*** PROVIDED MATERIAL ***
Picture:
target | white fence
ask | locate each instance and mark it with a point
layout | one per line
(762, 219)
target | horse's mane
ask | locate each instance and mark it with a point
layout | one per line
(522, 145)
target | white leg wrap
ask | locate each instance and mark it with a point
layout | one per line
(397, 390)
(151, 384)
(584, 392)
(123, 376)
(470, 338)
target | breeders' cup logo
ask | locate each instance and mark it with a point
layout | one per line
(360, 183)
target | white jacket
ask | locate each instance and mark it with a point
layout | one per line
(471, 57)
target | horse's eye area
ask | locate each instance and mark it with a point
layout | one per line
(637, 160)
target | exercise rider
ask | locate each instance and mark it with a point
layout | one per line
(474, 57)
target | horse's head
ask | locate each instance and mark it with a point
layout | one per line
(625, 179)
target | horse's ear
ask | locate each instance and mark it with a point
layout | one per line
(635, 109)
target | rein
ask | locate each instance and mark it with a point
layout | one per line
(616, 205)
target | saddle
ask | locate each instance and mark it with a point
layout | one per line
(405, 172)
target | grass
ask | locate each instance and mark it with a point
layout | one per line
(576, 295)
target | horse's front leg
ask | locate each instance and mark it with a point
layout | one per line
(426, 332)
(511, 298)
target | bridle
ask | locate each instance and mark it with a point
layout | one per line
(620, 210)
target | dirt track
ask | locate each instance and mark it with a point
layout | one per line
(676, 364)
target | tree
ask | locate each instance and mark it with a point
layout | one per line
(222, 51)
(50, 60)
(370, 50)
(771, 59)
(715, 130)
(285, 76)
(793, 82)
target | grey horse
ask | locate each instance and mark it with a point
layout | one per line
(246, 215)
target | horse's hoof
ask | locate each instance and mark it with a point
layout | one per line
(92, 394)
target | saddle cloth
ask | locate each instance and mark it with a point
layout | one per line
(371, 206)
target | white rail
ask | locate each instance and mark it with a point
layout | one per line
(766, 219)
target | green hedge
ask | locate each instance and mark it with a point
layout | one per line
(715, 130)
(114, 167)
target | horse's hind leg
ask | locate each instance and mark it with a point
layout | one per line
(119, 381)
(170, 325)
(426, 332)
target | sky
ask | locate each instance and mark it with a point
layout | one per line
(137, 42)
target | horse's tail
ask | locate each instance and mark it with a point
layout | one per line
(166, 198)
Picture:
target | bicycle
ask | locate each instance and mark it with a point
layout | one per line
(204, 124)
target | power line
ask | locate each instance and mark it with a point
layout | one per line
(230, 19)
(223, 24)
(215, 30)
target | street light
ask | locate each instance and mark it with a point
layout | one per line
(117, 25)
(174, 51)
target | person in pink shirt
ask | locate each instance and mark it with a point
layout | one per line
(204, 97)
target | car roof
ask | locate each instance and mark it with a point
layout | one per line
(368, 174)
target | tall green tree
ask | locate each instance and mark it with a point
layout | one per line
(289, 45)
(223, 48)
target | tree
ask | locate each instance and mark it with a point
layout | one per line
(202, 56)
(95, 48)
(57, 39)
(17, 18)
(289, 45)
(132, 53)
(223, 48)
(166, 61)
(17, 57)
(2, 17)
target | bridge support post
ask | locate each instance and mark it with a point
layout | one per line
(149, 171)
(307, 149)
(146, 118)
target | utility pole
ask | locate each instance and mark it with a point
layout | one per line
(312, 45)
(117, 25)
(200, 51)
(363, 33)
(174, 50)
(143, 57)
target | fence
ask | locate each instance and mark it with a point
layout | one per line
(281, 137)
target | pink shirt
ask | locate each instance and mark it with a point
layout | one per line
*** End of PROVIDED MATERIAL ***
PROBLEM STATEMENT:
Check the data for the word "white" and pull out the lines that have it.

EXERCISE SOLUTION:
target | white fence
target | white leg wrap
target | white jacket
target | white rail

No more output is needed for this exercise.